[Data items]

····················

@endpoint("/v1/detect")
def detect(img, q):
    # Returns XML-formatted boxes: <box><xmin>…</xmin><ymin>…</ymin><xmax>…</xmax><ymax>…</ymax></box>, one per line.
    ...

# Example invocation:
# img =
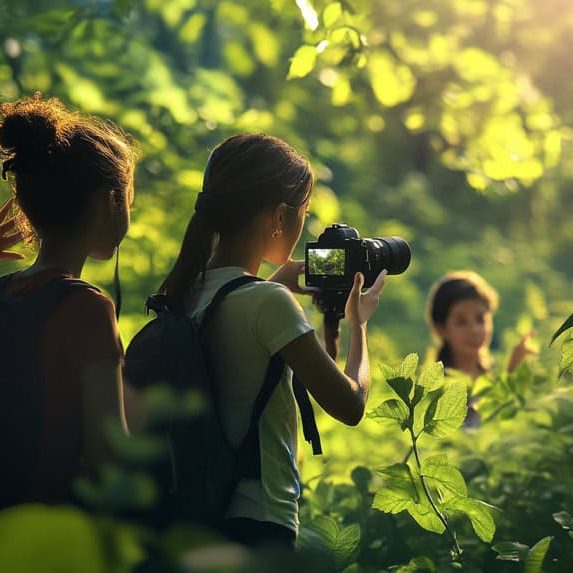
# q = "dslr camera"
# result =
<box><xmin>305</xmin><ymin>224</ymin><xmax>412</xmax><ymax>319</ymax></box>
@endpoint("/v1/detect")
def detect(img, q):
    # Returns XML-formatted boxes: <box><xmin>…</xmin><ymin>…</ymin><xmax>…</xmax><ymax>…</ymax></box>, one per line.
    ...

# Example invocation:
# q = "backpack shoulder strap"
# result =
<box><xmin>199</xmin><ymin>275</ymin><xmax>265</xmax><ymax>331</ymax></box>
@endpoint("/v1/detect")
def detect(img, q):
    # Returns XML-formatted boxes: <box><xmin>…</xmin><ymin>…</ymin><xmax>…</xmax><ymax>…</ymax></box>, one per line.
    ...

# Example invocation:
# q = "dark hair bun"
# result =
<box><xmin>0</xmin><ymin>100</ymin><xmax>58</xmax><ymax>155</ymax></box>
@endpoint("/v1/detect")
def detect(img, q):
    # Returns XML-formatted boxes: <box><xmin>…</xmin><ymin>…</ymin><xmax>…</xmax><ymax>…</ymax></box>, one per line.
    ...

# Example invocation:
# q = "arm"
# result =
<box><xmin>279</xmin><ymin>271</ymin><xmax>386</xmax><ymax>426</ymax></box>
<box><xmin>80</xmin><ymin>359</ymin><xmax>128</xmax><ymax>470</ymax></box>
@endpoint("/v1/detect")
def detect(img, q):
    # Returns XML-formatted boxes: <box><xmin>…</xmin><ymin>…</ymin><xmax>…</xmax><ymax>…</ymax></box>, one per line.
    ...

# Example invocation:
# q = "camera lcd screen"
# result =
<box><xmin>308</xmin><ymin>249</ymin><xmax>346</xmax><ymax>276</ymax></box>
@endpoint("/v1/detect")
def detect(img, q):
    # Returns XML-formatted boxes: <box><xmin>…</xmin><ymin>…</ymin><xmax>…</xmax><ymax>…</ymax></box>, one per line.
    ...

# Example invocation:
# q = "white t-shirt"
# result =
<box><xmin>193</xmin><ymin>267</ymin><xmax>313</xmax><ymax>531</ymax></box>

····················

● Set task:
Please reproduce every line of the records above word for word, leaving out the pictures.

● Output for this exercise:
@endpoint("/v1/detect")
def detect(img, q):
    # Returns XML-formatted boxes: <box><xmin>…</xmin><ymin>…</ymin><xmax>…</xmax><ymax>…</ymax></box>, one per line.
    ...

# Example invocation:
# img =
# q = "dslr camera"
# result =
<box><xmin>305</xmin><ymin>224</ymin><xmax>412</xmax><ymax>319</ymax></box>
@endpoint("/v1/detect")
def detect(img, q):
    # Returns XML-formatted boxes: <box><xmin>…</xmin><ymin>…</ymin><xmax>…</xmax><ymax>…</ymax></box>, one per line.
    ...

# Example invocation:
# q = "backpack shoulder strap"
# result =
<box><xmin>199</xmin><ymin>275</ymin><xmax>265</xmax><ymax>331</ymax></box>
@endpoint("/v1/detect")
def detect(img, q):
    # Returns XML-formatted boxes: <box><xmin>…</xmin><ymin>…</ymin><xmax>…</xmax><ymax>…</ymax></box>, one per line.
    ...

# Example invocation:
# q = "dark hair bun"
# result =
<box><xmin>0</xmin><ymin>100</ymin><xmax>58</xmax><ymax>155</ymax></box>
@endpoint("/v1/detect")
def detect(img, q):
    # Returns XML-formatted boxes: <box><xmin>…</xmin><ymin>…</ymin><xmax>…</xmax><ymax>…</ymax></box>, one per line.
    ...

# Example invocation:
# q = "arm"
# result =
<box><xmin>279</xmin><ymin>271</ymin><xmax>386</xmax><ymax>426</ymax></box>
<box><xmin>80</xmin><ymin>359</ymin><xmax>128</xmax><ymax>470</ymax></box>
@endpoint("/v1/detect")
def detect(img, q):
    # Returns XML-formatted boxes: <box><xmin>…</xmin><ymin>…</ymin><xmax>…</xmax><ymax>…</ymax></box>, one per line.
    ...

# Example invocation:
# q = "camera lcd screen"
# result =
<box><xmin>308</xmin><ymin>249</ymin><xmax>346</xmax><ymax>276</ymax></box>
@endpoint("/v1/detect")
def detect(img, q):
    # Returns XML-formatted boxes: <box><xmin>…</xmin><ymin>…</ymin><xmax>…</xmax><ymax>…</ymax></box>, one per line.
    ...

# Example invocation:
# q = "white t-shirt"
# result =
<box><xmin>193</xmin><ymin>267</ymin><xmax>313</xmax><ymax>531</ymax></box>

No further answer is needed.